WHAT YOU SHOULD DO >> Every line of the listing must be repeated exactly.

THE INPUT >>
===============

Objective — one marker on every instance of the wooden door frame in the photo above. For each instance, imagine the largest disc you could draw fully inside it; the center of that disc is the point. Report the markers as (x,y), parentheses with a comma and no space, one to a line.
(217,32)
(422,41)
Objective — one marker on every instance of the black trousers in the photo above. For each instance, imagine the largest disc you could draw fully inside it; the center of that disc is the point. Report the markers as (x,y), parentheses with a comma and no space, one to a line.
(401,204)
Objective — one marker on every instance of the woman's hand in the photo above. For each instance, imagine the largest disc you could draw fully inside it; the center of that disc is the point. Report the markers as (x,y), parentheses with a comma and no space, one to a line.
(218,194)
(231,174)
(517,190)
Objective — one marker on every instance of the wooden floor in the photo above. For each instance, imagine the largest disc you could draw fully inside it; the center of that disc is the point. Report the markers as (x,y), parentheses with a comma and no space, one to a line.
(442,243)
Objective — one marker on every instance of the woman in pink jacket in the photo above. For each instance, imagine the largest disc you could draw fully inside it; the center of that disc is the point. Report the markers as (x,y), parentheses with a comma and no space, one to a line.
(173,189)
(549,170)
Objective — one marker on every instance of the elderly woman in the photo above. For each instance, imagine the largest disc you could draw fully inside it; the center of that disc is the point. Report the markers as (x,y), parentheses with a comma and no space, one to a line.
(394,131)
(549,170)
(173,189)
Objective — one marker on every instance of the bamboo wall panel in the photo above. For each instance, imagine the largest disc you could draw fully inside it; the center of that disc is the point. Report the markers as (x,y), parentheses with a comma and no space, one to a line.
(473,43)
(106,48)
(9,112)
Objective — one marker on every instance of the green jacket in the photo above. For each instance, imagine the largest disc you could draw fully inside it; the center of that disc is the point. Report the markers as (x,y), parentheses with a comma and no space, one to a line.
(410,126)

===============

ANSWER TO THIS PROBLEM >>
Objective — one marker on every instance of the wooden door frame in the photo above. For each instance, imagine the largest disc you could draw fully inside it; the center of that disc is the point. Report the markers as (x,y), parentheses with a comma and no space, one to a line.
(217,32)
(422,41)
Objective — one marker on every instance of the black trousers in the photo above. For each instance, imagine the largest disc you could draw fully inside it; the center of that disc is the point. Report the markers as (x,y), parentheses with a comma and no space, one to a line.
(401,204)
Objective — one marker on every instance of the woman's hand in the photo above. For each instance, imagine the largest disc you could draw fully inside it; the center of that disc is the point. Report the markers as (x,y), parentheses with a comma and no space, one to a line.
(218,194)
(231,174)
(517,190)
Objective — one marker on every instance of the wooden floor in the photo above. For each instance, imagine the largest disc you could draw fully inside it; the center of that disc is the point. Report the markers as (x,y), parentheses with a comma and no space, one to a line.
(442,243)
Objective — one marker on every instance of the woman in pink jacket in the photo above. For each instance, imagine the largest disc you could draw fully inside it; the center of that disc is the point. Report the markers as (x,y), parentheses with a comma and no space, one to a line.
(173,189)
(549,170)
Objective — one marker on every instance of the elderly woman in the photo above. For each instance, imagine the largest disc you could draw fully inside it; the center of that disc is the point. Report the markers as (x,y), parentheses with a comma and no space, one to a line.
(394,131)
(549,170)
(173,189)
Objective — one marker on every instance of the bamboo wall panel in the photo above. For each instance, imagine the largest disc you could draw fully inside it; the center of that disc is the point. Report the markers as (x,y), parentheses with a comma and no space, one to a line.
(473,43)
(106,48)
(9,112)
Objective — one marker on every instance of the green jacket in the photo above. For each instance, imagine the largest disc you could draw fully inside it; the center of that disc is the point. Report the markers as (x,y), parentheses with a comma and no space, one to a line.
(410,126)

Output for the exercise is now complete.